An exact copy of the listing is needed, with every line kept.

⟨

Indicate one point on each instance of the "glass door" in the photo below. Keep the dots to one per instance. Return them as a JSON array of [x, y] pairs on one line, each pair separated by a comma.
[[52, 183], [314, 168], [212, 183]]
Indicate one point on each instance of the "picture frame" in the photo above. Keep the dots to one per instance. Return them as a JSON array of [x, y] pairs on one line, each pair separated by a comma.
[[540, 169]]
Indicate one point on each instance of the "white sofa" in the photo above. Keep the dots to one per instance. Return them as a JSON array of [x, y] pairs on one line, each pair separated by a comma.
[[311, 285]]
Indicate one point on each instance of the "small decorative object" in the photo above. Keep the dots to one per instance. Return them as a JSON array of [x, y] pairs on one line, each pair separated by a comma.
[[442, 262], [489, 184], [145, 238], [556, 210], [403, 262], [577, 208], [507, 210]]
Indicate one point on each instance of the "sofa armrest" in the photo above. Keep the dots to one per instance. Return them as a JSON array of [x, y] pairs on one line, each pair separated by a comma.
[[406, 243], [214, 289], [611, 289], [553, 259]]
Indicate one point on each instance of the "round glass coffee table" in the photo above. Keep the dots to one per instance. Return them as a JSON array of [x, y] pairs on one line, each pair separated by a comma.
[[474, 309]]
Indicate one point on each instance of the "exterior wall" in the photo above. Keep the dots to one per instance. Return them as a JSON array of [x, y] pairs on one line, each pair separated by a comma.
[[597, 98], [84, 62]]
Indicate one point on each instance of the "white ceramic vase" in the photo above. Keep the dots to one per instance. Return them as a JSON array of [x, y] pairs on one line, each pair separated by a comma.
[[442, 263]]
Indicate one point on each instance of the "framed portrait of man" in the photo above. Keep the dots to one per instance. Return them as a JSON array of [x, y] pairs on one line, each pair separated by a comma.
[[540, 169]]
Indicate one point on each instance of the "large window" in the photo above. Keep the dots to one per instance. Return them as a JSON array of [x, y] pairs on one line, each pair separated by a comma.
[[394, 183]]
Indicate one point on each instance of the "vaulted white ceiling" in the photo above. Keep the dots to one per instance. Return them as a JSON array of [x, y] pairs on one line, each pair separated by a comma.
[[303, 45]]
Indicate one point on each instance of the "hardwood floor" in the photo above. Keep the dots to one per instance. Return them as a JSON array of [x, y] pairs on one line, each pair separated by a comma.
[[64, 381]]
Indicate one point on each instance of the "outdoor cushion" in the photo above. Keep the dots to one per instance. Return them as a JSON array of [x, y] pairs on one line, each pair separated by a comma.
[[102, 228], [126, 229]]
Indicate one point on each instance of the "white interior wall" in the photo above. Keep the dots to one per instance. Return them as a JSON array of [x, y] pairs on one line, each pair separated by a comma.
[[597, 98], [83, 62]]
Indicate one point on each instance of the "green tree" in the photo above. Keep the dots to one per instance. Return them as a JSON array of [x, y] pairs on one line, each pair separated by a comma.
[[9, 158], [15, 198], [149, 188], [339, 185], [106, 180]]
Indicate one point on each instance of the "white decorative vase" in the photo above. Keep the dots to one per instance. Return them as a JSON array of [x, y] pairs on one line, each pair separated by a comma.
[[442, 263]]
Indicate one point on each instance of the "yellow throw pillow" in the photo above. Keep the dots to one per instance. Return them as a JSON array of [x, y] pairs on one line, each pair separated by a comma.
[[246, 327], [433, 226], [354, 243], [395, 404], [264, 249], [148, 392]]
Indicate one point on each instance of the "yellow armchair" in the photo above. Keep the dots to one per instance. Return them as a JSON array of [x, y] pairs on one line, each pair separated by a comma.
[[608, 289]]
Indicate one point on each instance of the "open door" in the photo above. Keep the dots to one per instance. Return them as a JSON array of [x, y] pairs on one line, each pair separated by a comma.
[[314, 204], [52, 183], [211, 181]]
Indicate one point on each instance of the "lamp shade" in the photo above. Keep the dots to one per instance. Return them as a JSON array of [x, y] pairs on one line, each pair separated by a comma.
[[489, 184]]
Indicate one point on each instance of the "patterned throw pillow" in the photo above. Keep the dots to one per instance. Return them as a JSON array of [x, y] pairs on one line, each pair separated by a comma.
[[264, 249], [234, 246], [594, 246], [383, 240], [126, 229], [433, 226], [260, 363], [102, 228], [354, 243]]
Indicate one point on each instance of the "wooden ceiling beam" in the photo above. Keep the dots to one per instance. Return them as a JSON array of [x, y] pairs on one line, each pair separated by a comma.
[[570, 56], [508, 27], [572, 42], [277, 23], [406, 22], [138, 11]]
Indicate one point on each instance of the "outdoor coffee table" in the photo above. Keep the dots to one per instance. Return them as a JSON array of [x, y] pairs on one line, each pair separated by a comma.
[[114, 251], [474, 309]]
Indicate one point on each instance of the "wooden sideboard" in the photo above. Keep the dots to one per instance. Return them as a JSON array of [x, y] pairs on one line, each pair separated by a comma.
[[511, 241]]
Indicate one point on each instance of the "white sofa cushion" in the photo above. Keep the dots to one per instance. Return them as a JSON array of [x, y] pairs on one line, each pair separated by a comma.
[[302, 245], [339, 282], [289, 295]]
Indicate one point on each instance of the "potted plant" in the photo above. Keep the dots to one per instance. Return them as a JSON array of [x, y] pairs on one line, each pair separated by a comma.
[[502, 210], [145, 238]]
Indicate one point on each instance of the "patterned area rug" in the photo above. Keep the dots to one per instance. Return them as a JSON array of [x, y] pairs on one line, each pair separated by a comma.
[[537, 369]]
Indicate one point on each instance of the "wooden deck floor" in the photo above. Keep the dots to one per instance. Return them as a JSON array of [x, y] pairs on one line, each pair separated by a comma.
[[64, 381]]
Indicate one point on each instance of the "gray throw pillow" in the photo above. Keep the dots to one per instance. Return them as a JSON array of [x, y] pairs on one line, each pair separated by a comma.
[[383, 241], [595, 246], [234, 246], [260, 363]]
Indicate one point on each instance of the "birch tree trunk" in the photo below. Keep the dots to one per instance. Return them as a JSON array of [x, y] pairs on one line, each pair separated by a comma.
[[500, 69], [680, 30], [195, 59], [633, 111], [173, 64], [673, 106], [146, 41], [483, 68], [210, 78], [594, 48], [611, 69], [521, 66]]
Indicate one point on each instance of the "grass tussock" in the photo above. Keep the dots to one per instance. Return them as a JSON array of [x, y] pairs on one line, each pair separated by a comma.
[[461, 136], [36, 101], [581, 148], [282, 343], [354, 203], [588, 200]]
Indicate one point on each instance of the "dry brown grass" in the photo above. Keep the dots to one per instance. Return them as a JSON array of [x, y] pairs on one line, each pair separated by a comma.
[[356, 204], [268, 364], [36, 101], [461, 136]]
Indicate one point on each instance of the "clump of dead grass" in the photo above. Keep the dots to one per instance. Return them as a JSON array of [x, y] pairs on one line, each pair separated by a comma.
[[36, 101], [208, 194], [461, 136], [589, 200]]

⟩

Solution to the exercise:
Indicate one point on each instance of the "glass door" in the photo below. Keep the dots to one per instance. Return them as a JSON array of [x, y] pairs on one line, each pair separated by a comma.
[[52, 183], [314, 168], [212, 183]]
Indicate one point on each instance of the "picture frame" in the photo above. Keep the dots to one per instance. Return them as a JSON array of [x, y] pairs on one line, each pair separated by a comma.
[[540, 169]]
Indicate one point on each instance of the "white sofa" in the photo above. Keep the dots to one per instance. Return them as a JSON array of [x, y] pairs on one line, each pair separated by a comma.
[[311, 285]]
Indicate one point on each instance of the "small decorative object" in the photo above. Keep the dots to one per instance. Return them as a JSON array of [x, y] pairs on one line, each pair separated by a comma.
[[442, 262], [489, 184], [145, 238], [556, 210], [403, 262], [577, 208], [507, 210]]
Indicate one point on each instance of the "sofa armrest" in the photo above. Keep the dots to one per instance. Return them as a JSON array of [x, y] pairs on one line, each pair separated by a comma.
[[406, 243], [214, 289], [611, 289], [553, 259]]
Indicate one point on each instance of the "round glass coffee table" in the photo above. Keep the dots to one per instance. Return them as a JSON array of [x, y] pairs on one line, each pair separated by a comma.
[[474, 309]]
Indicate one point on each instance of the "exterior wall" in the photo above. Keep the dots to one per instance. Return them as a JSON array of [x, y] pairs on one line, each pair separated by a comma.
[[597, 98], [84, 62]]
Indicate one point on each instance of the "white ceramic vase" in the photo above. Keep the dots to one per instance. Return them as a JSON array of [x, y] pairs on one line, each pair separated by a comma.
[[442, 263]]
Indicate one point on each instance of the "framed portrait of man" in the photo above. Keep the dots to one per instance. Return them as a JSON array of [x, y] pairs on one line, each pair separated by a comma.
[[540, 169]]
Indicate one point on each instance of the "large window" in the photo above. Keep the dots to one per instance. Return them as a JSON array of [x, y] pairs on one line, each pair separated by a comma.
[[394, 183]]
Indicate one point on each instance of the "vaulted white ceiling" in the photo above. Keep the dots to one per instance. Return them as a JSON array of [x, y] pairs on one line, each pair separated by a comma.
[[303, 45]]
Indicate one point on each instance of the "hardwood floor" in the photo above. Keep the dots to one per instance. Return them as a JSON array of [x, y] pairs on one line, each pair separated by a comma.
[[64, 381]]
Indicate one point on each instance of the "outdoor cushion" in the photo above. Keep the dots to one per instance. Return them as a JSON array of [x, y] pairs on one line, each pair separated by a comma.
[[102, 228], [126, 229]]
Indicate one point on each instance of the "white interior wall" in the photo above. Keep the dots to one per instance. Return them as a JSON array of [x, y] pairs on one line, each pair separated by a comma.
[[597, 98], [83, 62]]
Indicate one point on each instance of the "green tree" in the photo above. Keep the dots to one per instance. Return them as a JSON array of [x, y] pairs on one line, each pair separated by a comma.
[[9, 158], [15, 198], [149, 188], [339, 185], [106, 180]]
Indicate one point on each instance of the "white decorative vase" in the photo above. Keep the dots to one per instance. Return them as a JSON array of [x, y] pairs on one line, each pair separated by a comma.
[[442, 263]]
Indicate one point on each instance of the "yellow throw pillow" in the photo above. Keep the dots to one per instance. Return them as a JSON array of [x, y] pairs on one line, each pair separated by a comma.
[[246, 327], [433, 226], [354, 243], [395, 404], [264, 249], [148, 392]]
Indicate one point on each instance of the "yellow armchair" in the photo above. Keep the dots to one per instance. Return them as a JSON array of [x, y] pairs on one line, each pair separated by a comma.
[[608, 289]]
Indicate one point on each instance of the "open door" in the photo above. Keep the dots to one per instance. Return them as a JSON array of [x, y] pairs on one line, each pair separated by a comma.
[[314, 204], [52, 183], [211, 181]]
Indicate one point on each instance of the "lamp shade" in the photo above. Keep the dots to one per instance. Return them as a JSON array of [x, y] pairs on one line, each pair separated by a comma.
[[489, 184]]
Indicate one point on each instance of the "patterned throw pillow" in the photo above. Keep the dots to one per instance. Return them as a JSON array of [x, y] pairs on one line, each pair separated by a comma.
[[264, 249], [234, 246], [594, 246], [383, 240], [126, 229], [433, 226], [260, 363], [102, 228], [354, 243]]
Indicate one point on each instance of the "wooden ceiling beam" in the photo above. Keep the dots to one per instance. Return them as a JSON array of [x, y] pairs on one line, each pair separated by a comma.
[[570, 56], [508, 27], [572, 42], [277, 23], [406, 22], [138, 11]]
Indicate one point on each instance of the "outdoor coffee table" in the photo above. Keep the dots to one per instance. Return them as a JSON array of [x, y] pairs on one line, each pair separated by a comma.
[[114, 251], [474, 309]]
Indicate one point on each instance of the "wooden sideboard" in the photo above. Keep the dots to one per instance. Return them as a JSON array of [x, y] pairs on one line, each pair separated by a comma.
[[511, 241]]
Indicate one point on each instance of the "white sofa cushion" in the photo above. Keep the dots to one per instance. Return them as a JSON array of [x, y] pairs on one line, each pair separated by a comma.
[[302, 245], [339, 282], [289, 295]]
Indicate one point on each instance of the "potted plant" in the photo above. Keep the dots to one per instance. Return them as a JSON array of [x, y] pairs on one line, each pair separated by a comma.
[[502, 210], [145, 238]]
Indicate one point on each instance of the "patterned area rug" in the photo above. Keep the dots to one per instance. Return them as a JSON array of [x, y] pairs on one line, each pair separated by a comma.
[[537, 369]]
Indicate one point on each instance of the "wooden deck floor" in the photo above. Keep the dots to one per instance. Return them as a JSON array of [x, y] pairs on one line, each pair separated by a comma.
[[64, 381]]
Indicate one point on each instance of the "gray throw pillow" in the photo above. Keep the dots to one per instance. Return them as a JSON array of [x, y] pairs on one line, each pair separated by a comma.
[[383, 241], [595, 246], [234, 246], [260, 363]]
Indicate one point on each instance of the "birch tree trunk" in the photo below. Keep the dots to one per instance. Return them as a JSON array of [x, y] pairs on one line, each pair separated by a comma.
[[500, 69], [680, 30], [195, 59], [633, 111], [173, 64], [673, 106], [146, 41], [483, 68], [210, 78], [594, 48], [611, 69], [521, 66]]
Indicate one point on each instance of the "grass tussock" in the photo above. Keep the dots to one per instance. Return them as a JSON array of [x, y] pairs on one line, each pair separated by a comma.
[[461, 136], [36, 101], [581, 148], [282, 343], [354, 203], [588, 200]]
Indicate one point on each instance of the "dry brown grass" in the photo above. Keep the dots to one per instance. Return them as a JSON array of [x, y] pairs on one line, each pair separated by a comma.
[[356, 204], [268, 364], [36, 101], [461, 136]]
Indicate one point on each instance of the "clump of dead grass" in the photo above. Keep the dots to one per instance. Return them as a JSON array of [x, y] pairs on one line, each pair separated by a comma.
[[36, 101], [208, 194], [461, 136], [589, 200]]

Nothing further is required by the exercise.